PASSAGE TO READ:

Sat, Jun 25, 2011
THE Ministry of Manpower (MOM) would like to clarify some questions about the security bond posted by employers of foreign domestic workers.
The security bond is aimed at ensuring that employers remain responsible for the proper upkeep and maintenance of, as well as prompt salary payment to, foreign workers. It also prevents illegal deployment and ensures the timely repatriation of foreign workers.
The security bond applies to employers of both foreign domestic and non-domestic workers. These conditions are made known upfront when employers apply for a Work Permit on behalf of their foreign workers.
From 2005 to 2010, MOM forfeited an average of 65 (less than 0.04 per cent) security bonds for maids each year. As of December last year, there were 201,000 maids working in Singapore.
MOM understands employers' concerns that they should not be held responsible when their maids violate the Work Permit conditions on their own accord, especially outside designated work hours or on their rest days.
Therefore, since January last year, MOM has removed employers' liability if the maid gets pregnant or breaches other Work Permit conditions that relate to her own behaviour.

CHALLENGE A: Rescale the records below by writing out every line of them again in full. Multiply each coordinate in the point lines that follow a "Target:" line by 0.25 and round to the nearest whole number, with halves rounded up; keep all other lines unchanged and leave out the picture line.

THE DATA:
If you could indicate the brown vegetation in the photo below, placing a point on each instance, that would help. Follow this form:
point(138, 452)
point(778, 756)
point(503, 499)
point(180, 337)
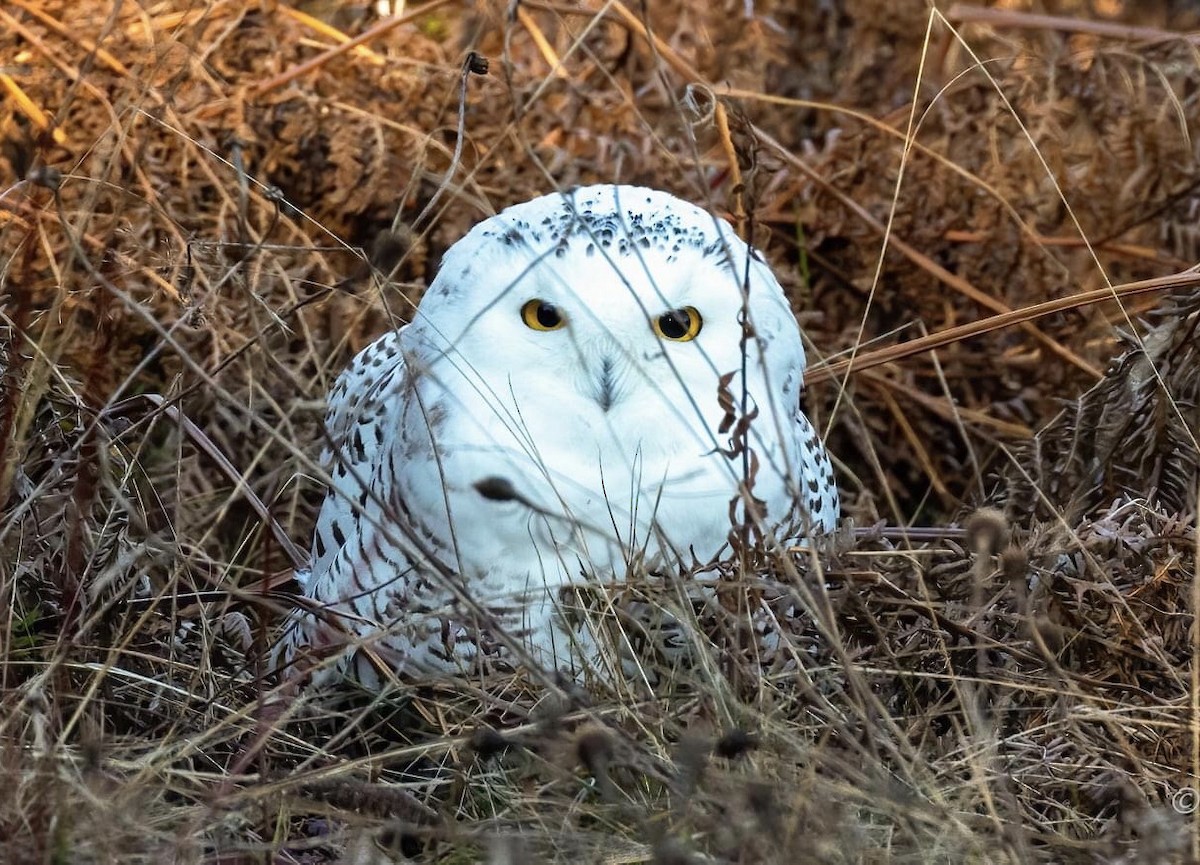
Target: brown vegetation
point(205, 210)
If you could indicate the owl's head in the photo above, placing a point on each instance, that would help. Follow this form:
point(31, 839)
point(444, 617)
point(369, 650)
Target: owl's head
point(619, 302)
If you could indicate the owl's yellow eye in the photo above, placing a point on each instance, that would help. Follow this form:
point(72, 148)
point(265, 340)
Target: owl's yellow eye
point(539, 314)
point(679, 325)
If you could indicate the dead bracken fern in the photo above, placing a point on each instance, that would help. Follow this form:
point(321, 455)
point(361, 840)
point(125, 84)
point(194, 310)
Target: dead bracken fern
point(199, 204)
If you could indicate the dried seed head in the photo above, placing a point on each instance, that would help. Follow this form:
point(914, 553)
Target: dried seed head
point(735, 744)
point(487, 743)
point(389, 248)
point(497, 488)
point(987, 530)
point(477, 64)
point(46, 175)
point(1014, 564)
point(594, 749)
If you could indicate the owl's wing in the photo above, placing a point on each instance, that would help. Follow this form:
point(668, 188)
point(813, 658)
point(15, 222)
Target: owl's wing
point(363, 415)
point(819, 490)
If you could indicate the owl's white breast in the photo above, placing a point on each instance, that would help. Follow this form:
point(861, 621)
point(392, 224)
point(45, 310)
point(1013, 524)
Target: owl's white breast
point(595, 486)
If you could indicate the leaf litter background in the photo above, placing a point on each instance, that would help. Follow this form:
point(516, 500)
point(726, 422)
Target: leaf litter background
point(195, 239)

CHALLENGE B: Write out, word for word, the stretch of the letter on the security bond from "The security bond is" through "their foreign workers.".

COMPLETE RESPONSE A:
If you could indicate the brown vegetation in the photo below, placing a point on each instance, that would help. Follow this form:
point(138, 452)
point(778, 756)
point(503, 499)
point(180, 337)
Target: brown vegetation
point(51, 53)
If you could indicate the owl's head in the photo above, placing a point on each instance, that would help. Follow this form:
point(31, 839)
point(444, 617)
point(369, 650)
Target: owl's head
point(155, 76)
If you could indicate the owl's yellow eye in the photo above, placing a point on each instance, that would help. Follow this form:
point(72, 148)
point(265, 340)
Target: owl's yellow eye
point(135, 79)
point(170, 81)
If you could indicate the dead bracken fern in the photo above, placing a point on each instance, that would help. Follow this form:
point(321, 455)
point(361, 840)
point(125, 84)
point(194, 310)
Target: dead bracken fern
point(50, 51)
If you could indicate the dried seed head in the photo above, placing a point on each instance, that would help. Follow this form:
point(914, 553)
Target: dried seed head
point(184, 186)
point(122, 186)
point(97, 62)
point(124, 122)
point(247, 133)
point(119, 16)
point(12, 44)
point(254, 141)
point(149, 187)
If you could indicate the owl's wing in the photo above, placing a point on each instance, that would help. Follow this form:
point(668, 188)
point(813, 658)
point(15, 222)
Target: owl's wing
point(91, 104)
point(205, 123)
If you could indicate the owl's white breast in the photo above, placing a point on each instance, that would help. Follow this form:
point(861, 621)
point(392, 224)
point(45, 310)
point(1013, 524)
Target: owl's white breast
point(149, 122)
If you could indicate the leaf litter background in the photo above, placing a point on each instance, that would help. Follow this form:
point(516, 500)
point(726, 422)
Target: leaf litter background
point(49, 60)

COMPLETE RESPONSE B:
The security bond is aimed at ensuring that employers remain responsible for the proper upkeep and maintenance of, as well as prompt salary payment to, foreign workers. It also prevents illegal deployment and ensures the timely repatriation of foreign workers.
The security bond applies to employers of both foreign domestic and non-domestic workers. These conditions are made known upfront when employers apply for a Work Permit on behalf of their foreign workers.